TO DO |
Put the lines of the listing below into a JSON list of strings, one string per line, from the line with "on the dark" up to and including the last line of the listing. Leave out blank lines and the pictures.

----------------

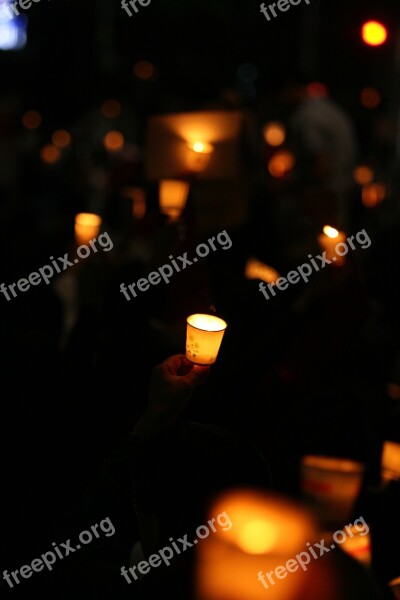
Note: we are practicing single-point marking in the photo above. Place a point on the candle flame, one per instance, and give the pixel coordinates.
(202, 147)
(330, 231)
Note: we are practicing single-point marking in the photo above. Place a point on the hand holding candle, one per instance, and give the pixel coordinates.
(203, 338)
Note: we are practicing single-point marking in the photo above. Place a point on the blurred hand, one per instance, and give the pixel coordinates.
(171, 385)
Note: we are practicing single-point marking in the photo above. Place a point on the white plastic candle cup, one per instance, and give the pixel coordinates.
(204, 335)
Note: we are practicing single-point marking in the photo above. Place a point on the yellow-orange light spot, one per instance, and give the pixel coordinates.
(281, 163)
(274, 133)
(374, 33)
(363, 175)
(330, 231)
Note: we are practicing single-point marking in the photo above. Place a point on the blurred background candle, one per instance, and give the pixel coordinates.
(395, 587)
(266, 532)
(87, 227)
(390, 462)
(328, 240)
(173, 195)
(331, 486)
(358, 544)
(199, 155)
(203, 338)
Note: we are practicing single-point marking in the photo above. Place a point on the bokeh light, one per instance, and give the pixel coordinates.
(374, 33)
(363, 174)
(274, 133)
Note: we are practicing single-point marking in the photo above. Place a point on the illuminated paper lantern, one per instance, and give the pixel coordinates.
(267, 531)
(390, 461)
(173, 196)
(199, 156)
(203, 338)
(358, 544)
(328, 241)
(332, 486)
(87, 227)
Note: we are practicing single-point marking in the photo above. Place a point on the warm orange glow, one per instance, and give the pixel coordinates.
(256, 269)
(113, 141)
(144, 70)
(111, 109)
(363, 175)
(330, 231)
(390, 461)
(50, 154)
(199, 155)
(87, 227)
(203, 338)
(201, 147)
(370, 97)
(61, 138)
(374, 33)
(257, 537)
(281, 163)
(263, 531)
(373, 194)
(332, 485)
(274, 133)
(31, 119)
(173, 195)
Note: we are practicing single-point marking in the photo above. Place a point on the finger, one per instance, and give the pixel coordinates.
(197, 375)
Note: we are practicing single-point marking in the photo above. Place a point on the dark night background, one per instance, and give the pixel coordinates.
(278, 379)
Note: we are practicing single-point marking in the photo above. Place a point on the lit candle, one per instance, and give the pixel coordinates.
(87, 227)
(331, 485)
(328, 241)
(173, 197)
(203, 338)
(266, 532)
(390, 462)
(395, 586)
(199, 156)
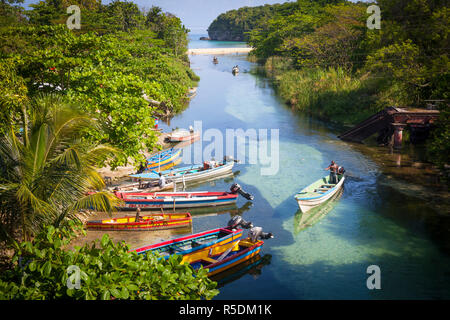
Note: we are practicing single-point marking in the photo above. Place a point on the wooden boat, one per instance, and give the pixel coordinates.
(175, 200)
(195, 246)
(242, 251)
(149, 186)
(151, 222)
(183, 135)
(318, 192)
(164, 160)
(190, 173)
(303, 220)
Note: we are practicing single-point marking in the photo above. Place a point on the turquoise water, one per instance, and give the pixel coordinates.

----------------

EXPECTED OUTPUT |
[
  "Note: we are practicing single-point marking in the photo above. Place a point on the dark night background, one per instance, and give the pixel coordinates.",
  "(278, 379)",
  "Note: we are practicing single-point marking in the photo above. Place a point on the lit candle, one per instance, and give the pixel coordinates.",
  "(87, 227)",
  "(331, 485)",
  "(328, 241)",
  "(173, 197)",
  "(203, 338)",
  "(266, 532)",
  "(390, 462)",
  "(395, 586)",
  "(199, 156)",
  "Note: we are practicing single-point marking in the photo above. Place a point on the wooden boat, one per instance, and give the pixel coordinates.",
  "(175, 200)",
  "(195, 246)",
  "(242, 251)",
  "(149, 186)",
  "(151, 222)",
  "(183, 135)",
  "(318, 192)",
  "(164, 160)",
  "(190, 173)",
  "(303, 220)",
  "Note: we are practicing single-point marking in the photo above. Place a point on the turquoise water, one per instance, and give the pixel coordinates."
]